REQUIREMENTS =
**A.** Please copy everything on the talk page from "Latest comment: 3" down to "5 March 2006 (UTC)".
**B.** On the talk page, what category did kingboyk create?
**C.** Using the talk page, explain why kingboyk believes the "The" in "What the Fuck Is Going On?" should be capitalized.
━━━━━ TEXT SEGMENT
Talk:1987 (What the Fuck Is Going On?)/Archive 1

Latest comment: 3 years ago by SandyGeorgia in topic WP:URFA/2020
Archive 1

All You Need Is Love resources

Maybe All You Need Is Love needs an article, as one of the first sample culture releases and NME single of the week. Maybe it doesn't, because we have an album article. I've not redlinked it anyway.

In the meantime here a few links I've found:

--kingboyk 19:45, 5 March 2006 (UTC)

Cats

Somebody came along and took this and WKTJ out of the hip hop category. What do we think? I know it contains rapping and beatboxes, but on the other hand it's not what your average 50 Cent fan is gonna be looking for. --kingboyk 23:14, 28 March 2006 (UTC)

I thought that it was an odd form of British hip-hop, but I don't know what definitions of that genre are being used when choosing what does and doesn't belong in the category. I'll investigate. --Vinoir 17:49, 8 April 2006 (UTC)
"an odd form of British hip-hop". Yes indeed! Technically, then, it would belong... perhaps a British hip-hop albums category is called for, if one doesn't exist already. --kingboyk 17:57, 8 April 2006 (UTC)
I've created Category:British hip hop albums. --kingboyk 19:14, 8 April 2006 (UTC)

What the Fuck Is Going On?

This policy of lower case "the"s in album names has to be the most awful thing on Wikipedia to me. Is it just me or does it look downright ugly? As far as I'm concerned, if a word is part of a title it should be capitalised! The "The" is capitalised in the JAMs own press release, and theres was an independent record label not some big conglomerate where the artist has no say about typesetting or press releases. I appreciate I am - to quote Bill Drummond - pissing in the wind here, but I have to rant somewhere. --kingboyk 02:31, 12 April 2006 (UTC)

I'm waiting for it to happen to "Who Killed The JAMs?". I hope it doesn't, because that "The" is unquestionably upper-case. As far as I can make out, this standardization process can be useful, but it's a bit contrived because along the way it takes things a little further from the truth than is necessary, which is bad. In this particular case, "The" is really the correct format for that word, for the reasons you give above. --Vinoir 08:41, 12 April 2006 (UTC)
So "WKTJ" was fiddled with (in the template anyway). Good defending. The project's reasoning will lead to "Last Train to Trancentral", and also "It's Grim up North". --Vinoir 08:57, 12 April 2006 (UTC)
━━━━━━━━━━
━━━━━ DATASET ENTRIES
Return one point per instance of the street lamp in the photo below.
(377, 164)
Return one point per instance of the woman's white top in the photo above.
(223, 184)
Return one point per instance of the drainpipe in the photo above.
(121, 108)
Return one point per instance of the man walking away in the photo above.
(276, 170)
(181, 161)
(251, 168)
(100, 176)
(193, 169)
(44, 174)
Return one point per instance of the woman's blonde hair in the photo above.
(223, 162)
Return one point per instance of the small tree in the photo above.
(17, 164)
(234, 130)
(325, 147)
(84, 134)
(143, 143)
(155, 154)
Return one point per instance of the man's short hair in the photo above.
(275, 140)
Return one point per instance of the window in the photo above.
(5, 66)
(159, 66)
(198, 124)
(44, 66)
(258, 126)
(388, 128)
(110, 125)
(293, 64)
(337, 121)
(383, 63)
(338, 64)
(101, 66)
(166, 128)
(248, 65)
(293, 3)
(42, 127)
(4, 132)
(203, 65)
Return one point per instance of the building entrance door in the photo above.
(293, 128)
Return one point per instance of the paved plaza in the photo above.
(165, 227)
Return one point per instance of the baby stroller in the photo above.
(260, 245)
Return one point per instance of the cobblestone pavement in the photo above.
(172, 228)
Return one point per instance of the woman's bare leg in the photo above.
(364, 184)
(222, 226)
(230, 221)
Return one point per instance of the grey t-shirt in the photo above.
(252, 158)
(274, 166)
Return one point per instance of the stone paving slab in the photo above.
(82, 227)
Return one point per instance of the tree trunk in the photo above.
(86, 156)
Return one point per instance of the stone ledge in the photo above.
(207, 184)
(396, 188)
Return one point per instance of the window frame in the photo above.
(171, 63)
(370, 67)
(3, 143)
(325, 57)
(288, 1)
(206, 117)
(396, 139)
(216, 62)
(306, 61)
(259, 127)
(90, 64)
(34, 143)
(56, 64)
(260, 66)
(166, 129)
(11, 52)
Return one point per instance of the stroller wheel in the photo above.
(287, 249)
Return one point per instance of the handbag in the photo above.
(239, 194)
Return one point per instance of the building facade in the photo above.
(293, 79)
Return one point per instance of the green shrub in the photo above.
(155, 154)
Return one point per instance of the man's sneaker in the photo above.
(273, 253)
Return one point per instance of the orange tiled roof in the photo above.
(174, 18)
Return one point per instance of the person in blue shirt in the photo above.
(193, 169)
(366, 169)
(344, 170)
━━━━━━━━━━
RESPONSES IN ORDER =
**A.**
Latest comment: 3 years ago by SandyGeorgia in topic WP:URFA/2020
Archive 1

All You Need Is Love resources

Maybe All You Need Is Love needs an article, as one of the first sample culture releases and NME single of the week. Maybe it doesn't, because we have an album article. I've not redlinked it anyway.

In the meantime here a few links I've found:

--kingboyk 19:45, 5 March 2006 (UTC)

**B.** Category:British hip hop albums.

**C.** Kingboyk holds that any word that is part of a title should be capitalized. The JAMs' own press release capitalized "The," and they were on an independent label, not a big conglomerate where the artist has no say over typesetting or press releases.